What you have to do: List, copied in full, each line of the listing below that contains the word "arched".

Data supplied:

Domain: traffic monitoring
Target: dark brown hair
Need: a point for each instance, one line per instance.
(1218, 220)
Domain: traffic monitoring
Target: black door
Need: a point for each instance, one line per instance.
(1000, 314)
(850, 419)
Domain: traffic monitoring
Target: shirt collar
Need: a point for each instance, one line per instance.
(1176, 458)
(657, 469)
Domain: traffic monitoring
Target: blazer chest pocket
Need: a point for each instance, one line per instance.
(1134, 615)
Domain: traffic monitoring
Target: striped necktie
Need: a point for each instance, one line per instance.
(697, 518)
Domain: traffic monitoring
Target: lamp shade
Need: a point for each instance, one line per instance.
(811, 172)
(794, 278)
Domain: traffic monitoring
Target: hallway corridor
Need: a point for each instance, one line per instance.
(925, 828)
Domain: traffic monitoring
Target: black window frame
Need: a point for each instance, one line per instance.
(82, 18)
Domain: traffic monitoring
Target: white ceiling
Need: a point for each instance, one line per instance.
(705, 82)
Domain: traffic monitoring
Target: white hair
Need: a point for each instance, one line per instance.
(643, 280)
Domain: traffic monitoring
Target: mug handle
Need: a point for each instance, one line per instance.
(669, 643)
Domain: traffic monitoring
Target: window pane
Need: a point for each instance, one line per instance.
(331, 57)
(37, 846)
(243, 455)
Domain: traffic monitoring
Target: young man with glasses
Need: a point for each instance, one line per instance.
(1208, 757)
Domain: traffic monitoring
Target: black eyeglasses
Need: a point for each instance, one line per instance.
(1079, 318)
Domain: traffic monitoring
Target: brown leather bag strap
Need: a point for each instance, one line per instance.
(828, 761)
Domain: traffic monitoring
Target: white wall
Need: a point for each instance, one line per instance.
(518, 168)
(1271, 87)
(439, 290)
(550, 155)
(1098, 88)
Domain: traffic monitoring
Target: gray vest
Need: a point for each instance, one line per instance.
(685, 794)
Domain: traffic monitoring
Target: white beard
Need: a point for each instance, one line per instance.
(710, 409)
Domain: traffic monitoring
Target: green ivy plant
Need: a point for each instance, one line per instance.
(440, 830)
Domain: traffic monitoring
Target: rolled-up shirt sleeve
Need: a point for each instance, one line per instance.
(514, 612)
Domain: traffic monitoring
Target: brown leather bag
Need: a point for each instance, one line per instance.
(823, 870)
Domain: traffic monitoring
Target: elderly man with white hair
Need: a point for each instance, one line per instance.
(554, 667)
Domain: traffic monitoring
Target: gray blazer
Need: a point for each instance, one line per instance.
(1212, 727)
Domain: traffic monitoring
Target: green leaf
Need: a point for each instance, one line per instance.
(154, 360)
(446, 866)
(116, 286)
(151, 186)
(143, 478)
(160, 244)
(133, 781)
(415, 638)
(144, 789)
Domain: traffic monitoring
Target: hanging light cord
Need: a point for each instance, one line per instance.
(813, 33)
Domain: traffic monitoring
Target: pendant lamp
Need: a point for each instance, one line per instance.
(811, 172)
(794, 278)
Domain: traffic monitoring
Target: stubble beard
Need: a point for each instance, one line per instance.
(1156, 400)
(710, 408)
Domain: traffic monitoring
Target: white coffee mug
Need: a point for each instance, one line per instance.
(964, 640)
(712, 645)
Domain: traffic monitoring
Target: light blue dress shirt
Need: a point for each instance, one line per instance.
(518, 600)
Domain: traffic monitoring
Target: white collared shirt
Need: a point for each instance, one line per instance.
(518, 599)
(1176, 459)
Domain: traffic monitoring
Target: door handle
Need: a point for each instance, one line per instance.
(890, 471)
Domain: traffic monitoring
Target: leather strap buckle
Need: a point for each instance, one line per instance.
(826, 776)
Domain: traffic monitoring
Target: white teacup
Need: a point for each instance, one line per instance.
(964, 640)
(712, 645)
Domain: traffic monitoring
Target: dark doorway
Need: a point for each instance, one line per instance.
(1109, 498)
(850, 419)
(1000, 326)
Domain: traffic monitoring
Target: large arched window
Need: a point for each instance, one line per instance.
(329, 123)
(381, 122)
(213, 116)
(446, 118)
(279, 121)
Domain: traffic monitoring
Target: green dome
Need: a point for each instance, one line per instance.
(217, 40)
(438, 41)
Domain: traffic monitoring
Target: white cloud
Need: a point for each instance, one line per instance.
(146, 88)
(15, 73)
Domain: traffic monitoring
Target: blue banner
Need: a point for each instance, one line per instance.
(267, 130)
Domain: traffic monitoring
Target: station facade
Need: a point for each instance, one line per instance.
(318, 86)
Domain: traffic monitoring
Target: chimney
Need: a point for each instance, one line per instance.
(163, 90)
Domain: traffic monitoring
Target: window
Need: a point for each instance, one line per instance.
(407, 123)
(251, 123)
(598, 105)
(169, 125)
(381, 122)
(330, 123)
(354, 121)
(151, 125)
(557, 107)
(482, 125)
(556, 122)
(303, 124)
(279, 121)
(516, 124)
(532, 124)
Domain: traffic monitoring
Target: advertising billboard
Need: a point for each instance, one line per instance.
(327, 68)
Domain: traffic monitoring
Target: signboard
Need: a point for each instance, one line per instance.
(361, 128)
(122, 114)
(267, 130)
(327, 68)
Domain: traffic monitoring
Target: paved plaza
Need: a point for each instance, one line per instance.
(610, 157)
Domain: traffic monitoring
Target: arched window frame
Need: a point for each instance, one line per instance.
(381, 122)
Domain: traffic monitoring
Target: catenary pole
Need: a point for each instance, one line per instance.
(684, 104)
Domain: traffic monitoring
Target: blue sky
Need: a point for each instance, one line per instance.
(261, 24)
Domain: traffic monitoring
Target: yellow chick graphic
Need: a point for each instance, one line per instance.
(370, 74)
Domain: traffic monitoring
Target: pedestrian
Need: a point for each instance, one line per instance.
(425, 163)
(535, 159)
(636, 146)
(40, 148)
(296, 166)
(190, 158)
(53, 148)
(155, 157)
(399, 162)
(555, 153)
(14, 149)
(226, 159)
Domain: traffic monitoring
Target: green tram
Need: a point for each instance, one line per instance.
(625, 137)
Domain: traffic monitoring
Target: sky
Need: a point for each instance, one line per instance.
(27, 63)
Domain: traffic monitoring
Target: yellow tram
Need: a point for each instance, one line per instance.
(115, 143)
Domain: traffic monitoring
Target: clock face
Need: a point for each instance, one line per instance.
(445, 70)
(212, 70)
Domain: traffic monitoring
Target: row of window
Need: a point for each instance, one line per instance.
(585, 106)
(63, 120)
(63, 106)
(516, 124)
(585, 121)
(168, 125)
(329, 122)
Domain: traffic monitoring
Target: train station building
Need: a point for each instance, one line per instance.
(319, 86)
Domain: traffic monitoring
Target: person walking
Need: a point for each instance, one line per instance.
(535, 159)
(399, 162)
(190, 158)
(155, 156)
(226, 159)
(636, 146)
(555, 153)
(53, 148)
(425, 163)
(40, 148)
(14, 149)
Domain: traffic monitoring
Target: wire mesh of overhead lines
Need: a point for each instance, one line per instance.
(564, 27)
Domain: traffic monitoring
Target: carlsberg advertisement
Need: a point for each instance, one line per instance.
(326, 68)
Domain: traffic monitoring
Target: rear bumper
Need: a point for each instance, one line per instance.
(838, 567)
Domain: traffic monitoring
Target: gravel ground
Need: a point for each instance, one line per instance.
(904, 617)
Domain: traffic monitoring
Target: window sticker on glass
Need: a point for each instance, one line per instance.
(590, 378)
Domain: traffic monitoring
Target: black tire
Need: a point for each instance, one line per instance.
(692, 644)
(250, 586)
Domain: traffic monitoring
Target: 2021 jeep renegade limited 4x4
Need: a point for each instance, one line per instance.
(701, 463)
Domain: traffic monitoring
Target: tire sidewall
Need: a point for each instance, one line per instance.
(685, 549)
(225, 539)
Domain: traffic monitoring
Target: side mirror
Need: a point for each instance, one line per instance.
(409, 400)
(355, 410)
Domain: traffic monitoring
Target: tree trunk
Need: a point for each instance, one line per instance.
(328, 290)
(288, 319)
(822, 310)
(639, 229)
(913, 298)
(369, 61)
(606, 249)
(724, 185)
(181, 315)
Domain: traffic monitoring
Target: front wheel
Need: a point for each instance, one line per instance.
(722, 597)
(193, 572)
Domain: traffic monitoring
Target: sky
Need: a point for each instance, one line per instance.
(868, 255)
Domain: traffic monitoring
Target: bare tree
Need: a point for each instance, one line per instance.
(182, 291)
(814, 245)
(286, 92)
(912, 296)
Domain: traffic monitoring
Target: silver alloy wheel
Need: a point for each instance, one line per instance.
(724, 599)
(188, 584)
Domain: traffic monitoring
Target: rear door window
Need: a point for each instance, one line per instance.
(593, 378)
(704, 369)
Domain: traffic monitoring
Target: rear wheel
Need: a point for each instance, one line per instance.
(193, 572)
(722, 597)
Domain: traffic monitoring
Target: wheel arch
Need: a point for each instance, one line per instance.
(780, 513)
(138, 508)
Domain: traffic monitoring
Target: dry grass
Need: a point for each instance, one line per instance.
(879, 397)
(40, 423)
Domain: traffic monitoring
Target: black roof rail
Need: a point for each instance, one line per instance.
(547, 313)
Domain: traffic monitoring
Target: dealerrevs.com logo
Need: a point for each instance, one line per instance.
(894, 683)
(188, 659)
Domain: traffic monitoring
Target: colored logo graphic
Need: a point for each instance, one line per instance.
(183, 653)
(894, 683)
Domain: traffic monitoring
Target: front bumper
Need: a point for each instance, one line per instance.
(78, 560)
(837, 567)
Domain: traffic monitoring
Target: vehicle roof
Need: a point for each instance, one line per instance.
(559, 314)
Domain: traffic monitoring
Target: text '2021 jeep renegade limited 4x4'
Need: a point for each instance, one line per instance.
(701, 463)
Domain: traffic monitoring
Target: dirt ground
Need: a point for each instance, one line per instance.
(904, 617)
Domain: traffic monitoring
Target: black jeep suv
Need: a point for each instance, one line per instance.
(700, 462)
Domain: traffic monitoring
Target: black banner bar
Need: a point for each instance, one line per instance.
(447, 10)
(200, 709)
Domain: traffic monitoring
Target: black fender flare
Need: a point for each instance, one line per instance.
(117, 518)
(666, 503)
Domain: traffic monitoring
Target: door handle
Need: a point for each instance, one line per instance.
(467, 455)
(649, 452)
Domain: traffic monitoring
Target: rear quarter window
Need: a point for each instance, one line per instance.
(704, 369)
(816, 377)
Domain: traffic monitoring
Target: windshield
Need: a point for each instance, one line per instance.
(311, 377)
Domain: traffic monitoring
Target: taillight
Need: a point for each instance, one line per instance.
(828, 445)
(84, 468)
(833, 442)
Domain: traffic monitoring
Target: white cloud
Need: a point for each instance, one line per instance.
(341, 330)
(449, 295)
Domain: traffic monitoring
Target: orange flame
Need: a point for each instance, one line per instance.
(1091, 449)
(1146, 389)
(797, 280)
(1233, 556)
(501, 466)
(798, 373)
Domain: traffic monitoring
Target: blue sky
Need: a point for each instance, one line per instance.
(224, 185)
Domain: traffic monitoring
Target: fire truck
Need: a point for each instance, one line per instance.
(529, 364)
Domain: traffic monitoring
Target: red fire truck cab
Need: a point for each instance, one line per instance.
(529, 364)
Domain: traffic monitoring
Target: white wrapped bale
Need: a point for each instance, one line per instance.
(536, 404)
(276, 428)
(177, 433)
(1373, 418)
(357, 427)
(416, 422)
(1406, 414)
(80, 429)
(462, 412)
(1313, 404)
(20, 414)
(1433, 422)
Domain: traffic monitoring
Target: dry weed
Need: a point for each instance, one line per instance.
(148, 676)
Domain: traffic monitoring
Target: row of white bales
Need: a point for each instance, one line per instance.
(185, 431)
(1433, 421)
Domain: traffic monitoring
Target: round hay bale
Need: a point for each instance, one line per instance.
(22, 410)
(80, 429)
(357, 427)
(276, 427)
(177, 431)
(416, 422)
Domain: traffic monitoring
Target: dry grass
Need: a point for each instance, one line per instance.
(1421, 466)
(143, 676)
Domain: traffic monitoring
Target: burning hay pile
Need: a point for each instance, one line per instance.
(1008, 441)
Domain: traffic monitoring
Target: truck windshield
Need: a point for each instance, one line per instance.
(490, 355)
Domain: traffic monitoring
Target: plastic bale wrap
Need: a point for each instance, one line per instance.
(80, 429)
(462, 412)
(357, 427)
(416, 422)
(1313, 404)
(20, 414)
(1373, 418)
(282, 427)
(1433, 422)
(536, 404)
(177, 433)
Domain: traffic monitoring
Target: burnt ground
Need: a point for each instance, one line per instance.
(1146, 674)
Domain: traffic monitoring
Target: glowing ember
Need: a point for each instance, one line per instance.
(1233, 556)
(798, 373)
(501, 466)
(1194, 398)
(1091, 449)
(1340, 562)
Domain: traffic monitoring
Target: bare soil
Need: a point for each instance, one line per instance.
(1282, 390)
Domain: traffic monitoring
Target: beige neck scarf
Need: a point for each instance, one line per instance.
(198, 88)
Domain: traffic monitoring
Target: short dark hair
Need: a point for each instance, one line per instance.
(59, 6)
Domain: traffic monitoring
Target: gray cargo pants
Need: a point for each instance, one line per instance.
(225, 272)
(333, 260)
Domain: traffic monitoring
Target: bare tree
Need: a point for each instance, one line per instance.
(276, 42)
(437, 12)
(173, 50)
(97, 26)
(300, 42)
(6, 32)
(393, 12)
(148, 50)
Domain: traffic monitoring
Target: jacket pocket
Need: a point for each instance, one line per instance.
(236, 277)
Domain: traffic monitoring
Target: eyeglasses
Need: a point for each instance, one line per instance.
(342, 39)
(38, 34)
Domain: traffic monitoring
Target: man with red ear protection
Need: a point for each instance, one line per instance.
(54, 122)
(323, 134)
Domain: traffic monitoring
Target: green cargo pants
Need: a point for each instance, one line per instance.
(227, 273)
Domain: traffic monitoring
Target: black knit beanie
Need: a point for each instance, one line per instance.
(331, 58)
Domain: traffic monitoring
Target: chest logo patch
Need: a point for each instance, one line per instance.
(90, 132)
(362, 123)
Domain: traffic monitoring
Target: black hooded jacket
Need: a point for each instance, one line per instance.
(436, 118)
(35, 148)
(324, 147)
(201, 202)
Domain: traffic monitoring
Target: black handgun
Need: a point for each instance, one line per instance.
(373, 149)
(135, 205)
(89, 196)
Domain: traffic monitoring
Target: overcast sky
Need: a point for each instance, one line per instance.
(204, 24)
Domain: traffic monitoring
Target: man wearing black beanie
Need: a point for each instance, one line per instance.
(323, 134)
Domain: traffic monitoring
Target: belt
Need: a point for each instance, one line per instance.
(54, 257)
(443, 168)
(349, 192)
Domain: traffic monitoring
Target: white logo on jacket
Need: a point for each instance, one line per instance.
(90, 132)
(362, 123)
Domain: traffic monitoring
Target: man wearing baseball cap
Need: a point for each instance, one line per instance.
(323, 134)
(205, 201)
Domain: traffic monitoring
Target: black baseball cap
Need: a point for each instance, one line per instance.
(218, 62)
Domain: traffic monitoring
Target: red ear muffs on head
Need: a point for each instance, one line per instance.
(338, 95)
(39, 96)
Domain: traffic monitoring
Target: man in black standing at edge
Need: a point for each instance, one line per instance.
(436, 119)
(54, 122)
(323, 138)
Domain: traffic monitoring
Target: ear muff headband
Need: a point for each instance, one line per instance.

Output:
Target: large arched window
Target: arched window frame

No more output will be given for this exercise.